■ **Selected passage**:
● ● ● ● ● ● ●
GitHub - cocoshe/MIMIGenRec: A Flexible Framework for Generative Recommendation

A Flexible Framework for Generative Recommendation

MIMIGenRec (Modular, Integrated, Mutable, Interchangeable GenRec) is a flexible training framework for generative recommendation models.

Updates

2026-03-06 — Release wandb logs to ensure reproducibility. Migrating rq code and embedding code from MiniOneRec, give more example datasets and scripts, now it support to preprocess and build the datasets in this single repository. Support traditional models to reproduce(GRU4Rec, Caser, SASRec), metrics are well saved as

2026-02-18 — MIMIGenRec code released, including SFT and RL training on handcrafted datasets.

Highlights

LlamaFactory integration: SFT and LoRA for a wide range of custom models via simple YAML configs; support for backends such as Unsloth; built-in experiment monitors (e.g. WandB) for logging and comparison.
TRL integration: Tight integration with TRL and the Hugging Face ecosystem; multi-GPU and multi-node training with Accelerate, flexible DeepSpeed configs (ZeRO-2/3, etc.), and easy to design custom rewards (e.g. NDCG, HR) for policy optimization.
Flexible Trie design: Constrained decoding over SIDs via a Trie, which is flexible to build constrained logits processor for beam search when rollout.
● ● ● ● ● ● ●
Items from a labeling collection:
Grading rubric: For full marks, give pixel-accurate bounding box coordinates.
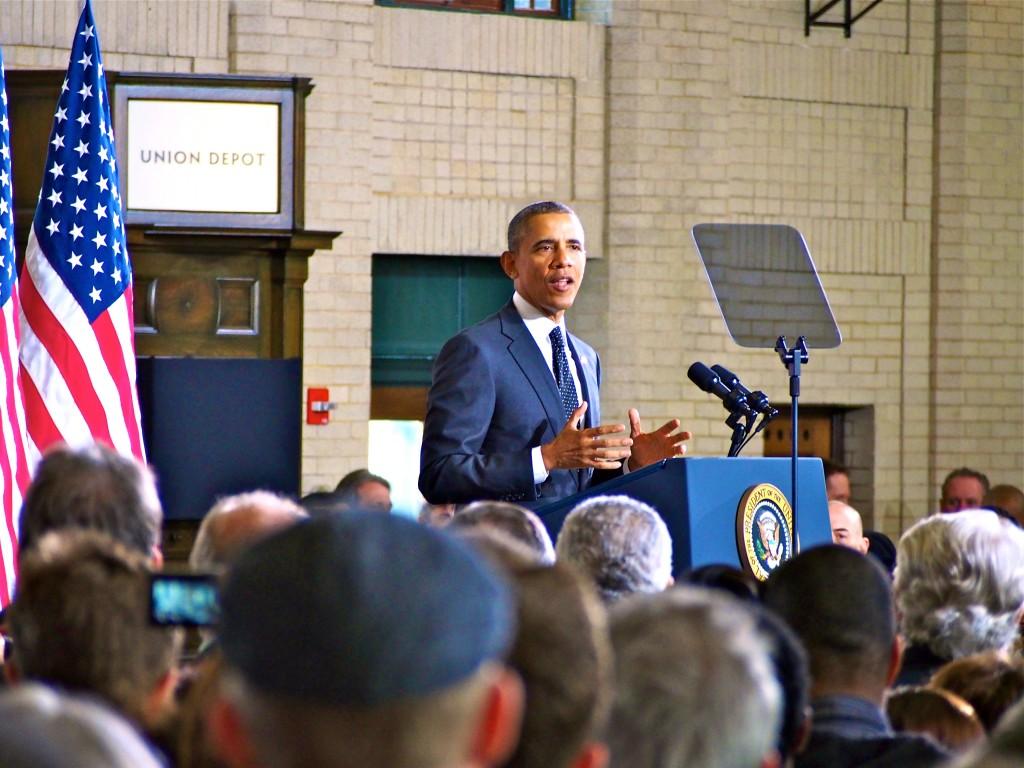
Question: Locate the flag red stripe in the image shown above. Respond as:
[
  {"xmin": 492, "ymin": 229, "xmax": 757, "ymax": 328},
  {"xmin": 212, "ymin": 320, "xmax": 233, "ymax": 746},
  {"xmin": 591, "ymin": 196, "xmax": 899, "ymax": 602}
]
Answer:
[
  {"xmin": 0, "ymin": 313, "xmax": 16, "ymax": 605},
  {"xmin": 0, "ymin": 303, "xmax": 22, "ymax": 585},
  {"xmin": 22, "ymin": 265, "xmax": 114, "ymax": 450},
  {"xmin": 22, "ymin": 366, "xmax": 63, "ymax": 466},
  {"xmin": 4, "ymin": 281, "xmax": 32, "ymax": 495},
  {"xmin": 92, "ymin": 304, "xmax": 143, "ymax": 459}
]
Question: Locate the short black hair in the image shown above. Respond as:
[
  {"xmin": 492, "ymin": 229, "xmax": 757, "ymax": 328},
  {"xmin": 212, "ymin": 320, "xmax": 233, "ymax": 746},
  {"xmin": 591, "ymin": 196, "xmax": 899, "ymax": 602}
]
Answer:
[
  {"xmin": 764, "ymin": 545, "xmax": 896, "ymax": 684},
  {"xmin": 508, "ymin": 200, "xmax": 577, "ymax": 252},
  {"xmin": 334, "ymin": 469, "xmax": 391, "ymax": 504},
  {"xmin": 18, "ymin": 443, "xmax": 163, "ymax": 557},
  {"xmin": 942, "ymin": 467, "xmax": 989, "ymax": 499},
  {"xmin": 748, "ymin": 603, "xmax": 811, "ymax": 762}
]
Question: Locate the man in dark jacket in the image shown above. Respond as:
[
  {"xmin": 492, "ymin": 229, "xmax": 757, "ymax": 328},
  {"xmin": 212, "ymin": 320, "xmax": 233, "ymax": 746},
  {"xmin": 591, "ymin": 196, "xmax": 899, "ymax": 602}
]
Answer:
[{"xmin": 765, "ymin": 546, "xmax": 948, "ymax": 768}]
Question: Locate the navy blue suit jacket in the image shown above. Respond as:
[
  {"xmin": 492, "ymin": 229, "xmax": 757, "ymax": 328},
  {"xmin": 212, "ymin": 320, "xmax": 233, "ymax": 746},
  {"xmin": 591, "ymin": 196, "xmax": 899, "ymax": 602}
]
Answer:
[{"xmin": 420, "ymin": 301, "xmax": 601, "ymax": 506}]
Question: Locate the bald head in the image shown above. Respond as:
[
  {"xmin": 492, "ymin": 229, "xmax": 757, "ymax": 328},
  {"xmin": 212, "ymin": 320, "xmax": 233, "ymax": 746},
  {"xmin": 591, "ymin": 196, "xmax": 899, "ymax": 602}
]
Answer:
[
  {"xmin": 188, "ymin": 490, "xmax": 307, "ymax": 570},
  {"xmin": 828, "ymin": 501, "xmax": 867, "ymax": 555}
]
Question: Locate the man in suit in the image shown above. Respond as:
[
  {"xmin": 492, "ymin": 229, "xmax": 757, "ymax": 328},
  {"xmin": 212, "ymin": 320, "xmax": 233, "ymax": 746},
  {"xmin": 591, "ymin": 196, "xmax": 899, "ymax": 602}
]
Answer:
[{"xmin": 420, "ymin": 202, "xmax": 690, "ymax": 505}]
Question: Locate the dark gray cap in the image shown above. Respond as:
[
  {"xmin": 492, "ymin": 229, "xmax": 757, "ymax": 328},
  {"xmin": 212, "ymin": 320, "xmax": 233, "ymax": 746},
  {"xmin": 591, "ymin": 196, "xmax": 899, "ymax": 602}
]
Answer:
[{"xmin": 220, "ymin": 512, "xmax": 514, "ymax": 708}]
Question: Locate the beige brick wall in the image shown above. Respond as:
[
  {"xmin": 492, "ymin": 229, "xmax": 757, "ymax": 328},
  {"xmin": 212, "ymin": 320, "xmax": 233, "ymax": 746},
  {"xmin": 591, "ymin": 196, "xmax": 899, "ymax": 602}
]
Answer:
[
  {"xmin": 0, "ymin": 0, "xmax": 1024, "ymax": 534},
  {"xmin": 930, "ymin": 0, "xmax": 1024, "ymax": 507}
]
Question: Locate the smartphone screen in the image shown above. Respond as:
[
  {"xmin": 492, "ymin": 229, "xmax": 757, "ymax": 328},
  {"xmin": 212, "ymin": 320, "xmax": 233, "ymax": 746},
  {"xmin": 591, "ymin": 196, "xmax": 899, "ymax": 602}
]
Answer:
[{"xmin": 150, "ymin": 573, "xmax": 219, "ymax": 627}]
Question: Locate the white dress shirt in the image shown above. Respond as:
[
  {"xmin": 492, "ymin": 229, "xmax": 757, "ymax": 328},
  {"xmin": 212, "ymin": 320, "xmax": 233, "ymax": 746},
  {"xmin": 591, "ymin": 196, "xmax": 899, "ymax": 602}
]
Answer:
[{"xmin": 512, "ymin": 291, "xmax": 583, "ymax": 485}]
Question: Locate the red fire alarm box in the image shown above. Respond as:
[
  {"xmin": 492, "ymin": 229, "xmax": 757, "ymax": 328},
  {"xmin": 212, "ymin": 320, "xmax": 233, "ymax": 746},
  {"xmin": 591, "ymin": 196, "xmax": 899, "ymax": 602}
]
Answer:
[{"xmin": 306, "ymin": 387, "xmax": 334, "ymax": 424}]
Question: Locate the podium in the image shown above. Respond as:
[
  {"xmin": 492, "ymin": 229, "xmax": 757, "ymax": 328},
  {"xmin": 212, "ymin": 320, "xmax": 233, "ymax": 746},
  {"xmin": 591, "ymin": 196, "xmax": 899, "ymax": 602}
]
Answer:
[{"xmin": 535, "ymin": 457, "xmax": 831, "ymax": 577}]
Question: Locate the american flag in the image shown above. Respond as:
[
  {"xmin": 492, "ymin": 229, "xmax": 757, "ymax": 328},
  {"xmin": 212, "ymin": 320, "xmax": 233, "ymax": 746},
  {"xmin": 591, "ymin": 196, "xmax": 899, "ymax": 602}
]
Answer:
[
  {"xmin": 19, "ymin": 0, "xmax": 144, "ymax": 459},
  {"xmin": 0, "ymin": 53, "xmax": 30, "ymax": 605}
]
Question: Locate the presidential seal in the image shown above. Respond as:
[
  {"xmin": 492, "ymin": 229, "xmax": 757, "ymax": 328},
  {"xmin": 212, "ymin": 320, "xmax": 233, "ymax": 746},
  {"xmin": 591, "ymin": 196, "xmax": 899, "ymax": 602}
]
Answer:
[{"xmin": 736, "ymin": 482, "xmax": 793, "ymax": 582}]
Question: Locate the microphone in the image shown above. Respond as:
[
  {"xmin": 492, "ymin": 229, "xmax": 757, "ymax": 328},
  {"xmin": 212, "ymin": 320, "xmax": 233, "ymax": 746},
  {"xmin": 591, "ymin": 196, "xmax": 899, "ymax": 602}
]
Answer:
[
  {"xmin": 686, "ymin": 362, "xmax": 754, "ymax": 416},
  {"xmin": 711, "ymin": 366, "xmax": 778, "ymax": 419}
]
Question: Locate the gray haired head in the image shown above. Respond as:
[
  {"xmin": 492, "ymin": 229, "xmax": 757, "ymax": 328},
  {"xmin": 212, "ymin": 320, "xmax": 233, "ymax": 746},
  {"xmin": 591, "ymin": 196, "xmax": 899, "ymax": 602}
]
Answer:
[
  {"xmin": 555, "ymin": 496, "xmax": 672, "ymax": 602},
  {"xmin": 893, "ymin": 509, "xmax": 1024, "ymax": 658},
  {"xmin": 607, "ymin": 587, "xmax": 782, "ymax": 768}
]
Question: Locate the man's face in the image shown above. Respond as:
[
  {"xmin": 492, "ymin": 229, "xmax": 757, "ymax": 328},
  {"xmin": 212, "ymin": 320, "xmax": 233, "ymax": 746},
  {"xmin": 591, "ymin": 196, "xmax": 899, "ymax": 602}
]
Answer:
[
  {"xmin": 941, "ymin": 477, "xmax": 985, "ymax": 512},
  {"xmin": 828, "ymin": 500, "xmax": 867, "ymax": 555},
  {"xmin": 502, "ymin": 213, "xmax": 587, "ymax": 323},
  {"xmin": 825, "ymin": 472, "xmax": 850, "ymax": 504},
  {"xmin": 355, "ymin": 480, "xmax": 391, "ymax": 512}
]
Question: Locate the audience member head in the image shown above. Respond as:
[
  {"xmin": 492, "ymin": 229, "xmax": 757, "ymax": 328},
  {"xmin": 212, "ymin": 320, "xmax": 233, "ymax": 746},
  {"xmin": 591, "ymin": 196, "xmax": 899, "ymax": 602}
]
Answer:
[
  {"xmin": 828, "ymin": 501, "xmax": 868, "ymax": 555},
  {"xmin": 745, "ymin": 602, "xmax": 811, "ymax": 765},
  {"xmin": 886, "ymin": 686, "xmax": 985, "ymax": 753},
  {"xmin": 0, "ymin": 683, "xmax": 162, "ymax": 768},
  {"xmin": 299, "ymin": 490, "xmax": 349, "ymax": 517},
  {"xmin": 864, "ymin": 530, "xmax": 896, "ymax": 579},
  {"xmin": 449, "ymin": 502, "xmax": 555, "ymax": 565},
  {"xmin": 211, "ymin": 511, "xmax": 522, "ymax": 768},
  {"xmin": 18, "ymin": 443, "xmax": 164, "ymax": 564},
  {"xmin": 680, "ymin": 563, "xmax": 761, "ymax": 602},
  {"xmin": 8, "ymin": 530, "xmax": 181, "ymax": 727},
  {"xmin": 417, "ymin": 502, "xmax": 455, "ymax": 528},
  {"xmin": 939, "ymin": 467, "xmax": 988, "ymax": 512},
  {"xmin": 556, "ymin": 496, "xmax": 672, "ymax": 602},
  {"xmin": 334, "ymin": 469, "xmax": 391, "ymax": 512},
  {"xmin": 821, "ymin": 460, "xmax": 850, "ymax": 504},
  {"xmin": 928, "ymin": 650, "xmax": 1024, "ymax": 733},
  {"xmin": 982, "ymin": 484, "xmax": 1024, "ymax": 525},
  {"xmin": 764, "ymin": 545, "xmax": 899, "ymax": 705},
  {"xmin": 893, "ymin": 510, "xmax": 1024, "ymax": 660},
  {"xmin": 607, "ymin": 587, "xmax": 781, "ymax": 768},
  {"xmin": 505, "ymin": 563, "xmax": 611, "ymax": 768},
  {"xmin": 188, "ymin": 490, "xmax": 307, "ymax": 570}
]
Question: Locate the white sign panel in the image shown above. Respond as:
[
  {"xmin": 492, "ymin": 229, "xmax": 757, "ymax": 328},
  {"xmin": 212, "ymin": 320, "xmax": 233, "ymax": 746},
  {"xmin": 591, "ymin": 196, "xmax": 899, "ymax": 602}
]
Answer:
[{"xmin": 125, "ymin": 98, "xmax": 281, "ymax": 213}]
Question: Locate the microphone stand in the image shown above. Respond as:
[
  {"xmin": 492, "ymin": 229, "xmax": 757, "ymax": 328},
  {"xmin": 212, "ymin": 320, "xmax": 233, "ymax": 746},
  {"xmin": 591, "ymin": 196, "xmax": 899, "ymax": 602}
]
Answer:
[
  {"xmin": 775, "ymin": 336, "xmax": 809, "ymax": 554},
  {"xmin": 725, "ymin": 411, "xmax": 751, "ymax": 458}
]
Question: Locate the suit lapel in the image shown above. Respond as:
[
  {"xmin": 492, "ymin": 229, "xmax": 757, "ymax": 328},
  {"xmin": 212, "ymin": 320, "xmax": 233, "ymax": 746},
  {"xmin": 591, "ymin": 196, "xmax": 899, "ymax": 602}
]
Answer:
[
  {"xmin": 566, "ymin": 334, "xmax": 601, "ymax": 434},
  {"xmin": 499, "ymin": 301, "xmax": 564, "ymax": 434}
]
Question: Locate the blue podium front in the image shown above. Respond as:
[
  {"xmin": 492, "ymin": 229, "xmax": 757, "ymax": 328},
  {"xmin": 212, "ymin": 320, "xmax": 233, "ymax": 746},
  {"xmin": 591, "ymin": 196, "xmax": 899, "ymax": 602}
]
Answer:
[{"xmin": 535, "ymin": 458, "xmax": 831, "ymax": 575}]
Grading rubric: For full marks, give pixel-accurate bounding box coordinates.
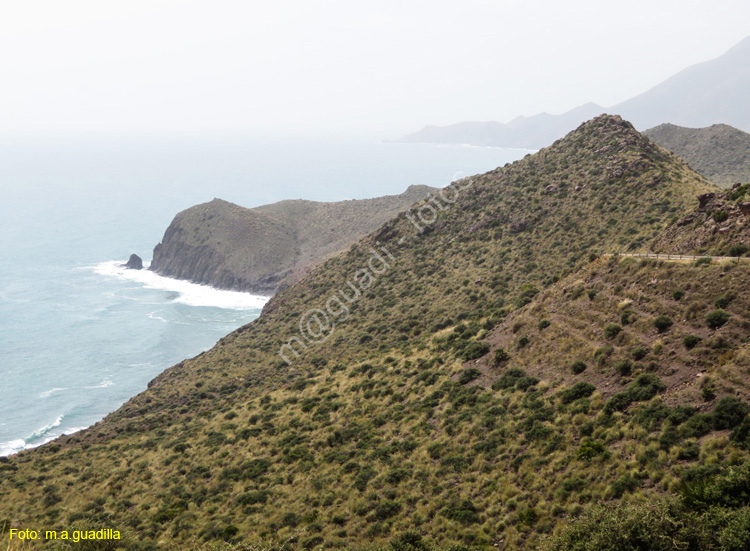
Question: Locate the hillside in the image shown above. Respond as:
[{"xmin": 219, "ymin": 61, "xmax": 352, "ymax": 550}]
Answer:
[
  {"xmin": 5, "ymin": 116, "xmax": 750, "ymax": 551},
  {"xmin": 150, "ymin": 186, "xmax": 434, "ymax": 295},
  {"xmin": 643, "ymin": 124, "xmax": 750, "ymax": 187},
  {"xmin": 397, "ymin": 37, "xmax": 750, "ymax": 149},
  {"xmin": 649, "ymin": 184, "xmax": 750, "ymax": 256}
]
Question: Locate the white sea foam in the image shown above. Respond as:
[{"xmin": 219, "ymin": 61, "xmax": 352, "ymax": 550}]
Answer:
[
  {"xmin": 39, "ymin": 388, "xmax": 68, "ymax": 398},
  {"xmin": 26, "ymin": 415, "xmax": 65, "ymax": 442},
  {"xmin": 0, "ymin": 438, "xmax": 26, "ymax": 457},
  {"xmin": 0, "ymin": 415, "xmax": 88, "ymax": 457},
  {"xmin": 83, "ymin": 379, "xmax": 114, "ymax": 388},
  {"xmin": 91, "ymin": 260, "xmax": 268, "ymax": 310}
]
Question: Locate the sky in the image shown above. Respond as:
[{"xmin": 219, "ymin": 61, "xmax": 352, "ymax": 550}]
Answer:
[{"xmin": 0, "ymin": 0, "xmax": 750, "ymax": 139}]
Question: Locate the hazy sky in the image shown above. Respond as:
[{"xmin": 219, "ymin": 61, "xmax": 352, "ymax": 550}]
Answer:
[{"xmin": 0, "ymin": 0, "xmax": 750, "ymax": 138}]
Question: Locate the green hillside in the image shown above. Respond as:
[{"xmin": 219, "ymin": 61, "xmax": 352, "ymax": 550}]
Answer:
[
  {"xmin": 644, "ymin": 124, "xmax": 750, "ymax": 187},
  {"xmin": 151, "ymin": 186, "xmax": 435, "ymax": 296},
  {"xmin": 5, "ymin": 116, "xmax": 750, "ymax": 551}
]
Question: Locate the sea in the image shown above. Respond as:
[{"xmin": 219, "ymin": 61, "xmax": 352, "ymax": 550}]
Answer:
[{"xmin": 0, "ymin": 137, "xmax": 529, "ymax": 456}]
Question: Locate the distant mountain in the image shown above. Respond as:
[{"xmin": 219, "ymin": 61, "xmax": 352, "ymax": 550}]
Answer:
[
  {"xmin": 644, "ymin": 124, "xmax": 750, "ymax": 187},
  {"xmin": 611, "ymin": 37, "xmax": 750, "ymax": 132},
  {"xmin": 396, "ymin": 37, "xmax": 750, "ymax": 149},
  {"xmin": 397, "ymin": 103, "xmax": 605, "ymax": 149},
  {"xmin": 150, "ymin": 186, "xmax": 435, "ymax": 295},
  {"xmin": 11, "ymin": 117, "xmax": 750, "ymax": 551}
]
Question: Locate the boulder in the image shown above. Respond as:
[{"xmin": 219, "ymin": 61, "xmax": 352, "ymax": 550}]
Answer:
[{"xmin": 122, "ymin": 254, "xmax": 143, "ymax": 270}]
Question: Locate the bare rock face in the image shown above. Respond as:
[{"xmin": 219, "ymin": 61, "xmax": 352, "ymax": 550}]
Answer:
[
  {"xmin": 123, "ymin": 254, "xmax": 143, "ymax": 270},
  {"xmin": 149, "ymin": 186, "xmax": 436, "ymax": 296}
]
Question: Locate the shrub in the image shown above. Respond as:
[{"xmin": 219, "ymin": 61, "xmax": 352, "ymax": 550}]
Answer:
[
  {"xmin": 461, "ymin": 341, "xmax": 490, "ymax": 361},
  {"xmin": 612, "ymin": 475, "xmax": 641, "ymax": 499},
  {"xmin": 680, "ymin": 413, "xmax": 712, "ymax": 438},
  {"xmin": 620, "ymin": 309, "xmax": 634, "ymax": 325},
  {"xmin": 570, "ymin": 362, "xmax": 586, "ymax": 375},
  {"xmin": 627, "ymin": 373, "xmax": 667, "ymax": 402},
  {"xmin": 458, "ymin": 367, "xmax": 482, "ymax": 385},
  {"xmin": 659, "ymin": 427, "xmax": 680, "ymax": 451},
  {"xmin": 729, "ymin": 244, "xmax": 750, "ymax": 256},
  {"xmin": 516, "ymin": 376, "xmax": 539, "ymax": 392},
  {"xmin": 440, "ymin": 499, "xmax": 479, "ymax": 524},
  {"xmin": 654, "ymin": 316, "xmax": 674, "ymax": 333},
  {"xmin": 635, "ymin": 402, "xmax": 669, "ymax": 431},
  {"xmin": 682, "ymin": 335, "xmax": 701, "ymax": 350},
  {"xmin": 667, "ymin": 406, "xmax": 697, "ymax": 426},
  {"xmin": 375, "ymin": 500, "xmax": 401, "ymax": 520},
  {"xmin": 576, "ymin": 438, "xmax": 606, "ymax": 461},
  {"xmin": 391, "ymin": 532, "xmax": 429, "ymax": 551},
  {"xmin": 492, "ymin": 348, "xmax": 510, "ymax": 365},
  {"xmin": 604, "ymin": 323, "xmax": 622, "ymax": 339},
  {"xmin": 729, "ymin": 417, "xmax": 750, "ymax": 450},
  {"xmin": 492, "ymin": 367, "xmax": 526, "ymax": 390},
  {"xmin": 560, "ymin": 382, "xmax": 596, "ymax": 404},
  {"xmin": 604, "ymin": 392, "xmax": 633, "ymax": 415},
  {"xmin": 706, "ymin": 310, "xmax": 730, "ymax": 329},
  {"xmin": 615, "ymin": 360, "xmax": 633, "ymax": 377},
  {"xmin": 711, "ymin": 396, "xmax": 750, "ymax": 430},
  {"xmin": 594, "ymin": 344, "xmax": 614, "ymax": 365},
  {"xmin": 714, "ymin": 295, "xmax": 732, "ymax": 310}
]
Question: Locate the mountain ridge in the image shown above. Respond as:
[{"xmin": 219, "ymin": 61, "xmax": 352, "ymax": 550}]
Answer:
[
  {"xmin": 643, "ymin": 123, "xmax": 750, "ymax": 187},
  {"xmin": 5, "ymin": 116, "xmax": 750, "ymax": 551},
  {"xmin": 150, "ymin": 185, "xmax": 434, "ymax": 296}
]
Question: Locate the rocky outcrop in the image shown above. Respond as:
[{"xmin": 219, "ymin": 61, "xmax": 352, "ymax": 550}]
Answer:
[
  {"xmin": 150, "ymin": 186, "xmax": 434, "ymax": 296},
  {"xmin": 122, "ymin": 254, "xmax": 143, "ymax": 270},
  {"xmin": 644, "ymin": 124, "xmax": 750, "ymax": 188},
  {"xmin": 652, "ymin": 184, "xmax": 750, "ymax": 256}
]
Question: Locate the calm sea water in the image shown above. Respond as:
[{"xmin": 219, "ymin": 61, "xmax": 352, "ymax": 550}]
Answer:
[{"xmin": 0, "ymin": 136, "xmax": 527, "ymax": 455}]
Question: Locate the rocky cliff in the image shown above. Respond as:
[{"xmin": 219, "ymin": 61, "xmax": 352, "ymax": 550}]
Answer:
[{"xmin": 150, "ymin": 186, "xmax": 433, "ymax": 295}]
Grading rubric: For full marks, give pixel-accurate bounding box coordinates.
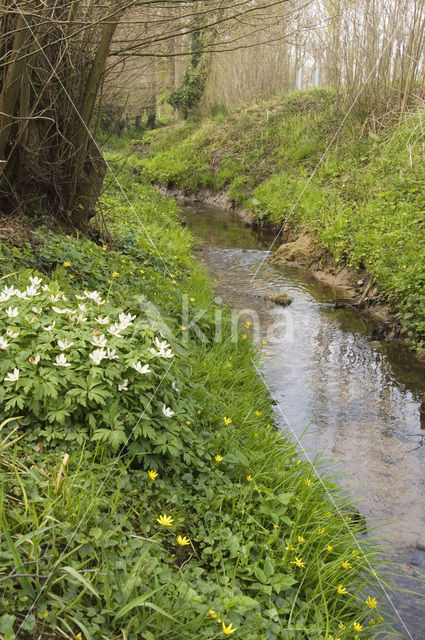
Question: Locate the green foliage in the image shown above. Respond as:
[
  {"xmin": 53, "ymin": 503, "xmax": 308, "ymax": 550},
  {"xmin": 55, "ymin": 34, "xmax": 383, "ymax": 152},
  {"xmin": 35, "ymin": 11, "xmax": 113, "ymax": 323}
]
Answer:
[
  {"xmin": 0, "ymin": 149, "xmax": 390, "ymax": 640},
  {"xmin": 168, "ymin": 62, "xmax": 207, "ymax": 119},
  {"xmin": 0, "ymin": 277, "xmax": 205, "ymax": 468},
  {"xmin": 138, "ymin": 90, "xmax": 425, "ymax": 348}
]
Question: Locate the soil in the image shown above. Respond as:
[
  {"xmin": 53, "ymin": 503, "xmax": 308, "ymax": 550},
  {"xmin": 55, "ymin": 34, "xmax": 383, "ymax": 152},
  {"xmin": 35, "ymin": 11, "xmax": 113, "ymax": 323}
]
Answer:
[{"xmin": 270, "ymin": 233, "xmax": 400, "ymax": 340}]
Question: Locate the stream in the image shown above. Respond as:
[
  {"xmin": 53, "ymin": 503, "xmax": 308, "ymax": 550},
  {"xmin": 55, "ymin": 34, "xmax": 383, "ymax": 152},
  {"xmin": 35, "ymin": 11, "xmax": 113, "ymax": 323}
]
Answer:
[{"xmin": 183, "ymin": 203, "xmax": 425, "ymax": 640}]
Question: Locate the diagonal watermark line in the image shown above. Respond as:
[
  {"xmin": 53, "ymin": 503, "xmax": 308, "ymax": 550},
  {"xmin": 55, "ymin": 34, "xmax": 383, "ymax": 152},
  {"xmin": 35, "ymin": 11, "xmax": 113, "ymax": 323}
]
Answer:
[
  {"xmin": 251, "ymin": 10, "xmax": 410, "ymax": 283},
  {"xmin": 13, "ymin": 362, "xmax": 173, "ymax": 640},
  {"xmin": 251, "ymin": 358, "xmax": 414, "ymax": 640},
  {"xmin": 7, "ymin": 0, "xmax": 171, "ymax": 275}
]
● ● ● ● ● ● ●
■ **The task**: Output the stretch of the MIMIGenRec page from "2026-03-06 — Release" through "for policy optimization.", copied word for word.

■ **Written response**:
2026-03-06 — Release wandb logs to ensure reproducibility. Migrating rq code and embedding code from MiniOneRec, give more example datasets and scripts, now it support to preprocess and build the datasets in this single repository. Support traditional models to reproduce(GRU4Rec, Caser, SASRec), metrics are well saved as

2026-02-18 — MIMIGenRec code released, including SFT and RL training on handcrafted datasets.

Highlights

LlamaFactory integration: SFT and LoRA for a wide range of custom models via simple YAML configs; support for backends such as Unsloth; built-in experiment monitors (e.g. WandB) for logging and comparison.
TRL integration: Tight integration with TRL and the Hugging Face ecosystem; multi-GPU and multi-node training with Accelerate, flexible DeepSpeed configs (ZeRO-2/3, etc.), and easy to design custom rewards (e.g. NDCG, HR) for policy optimization.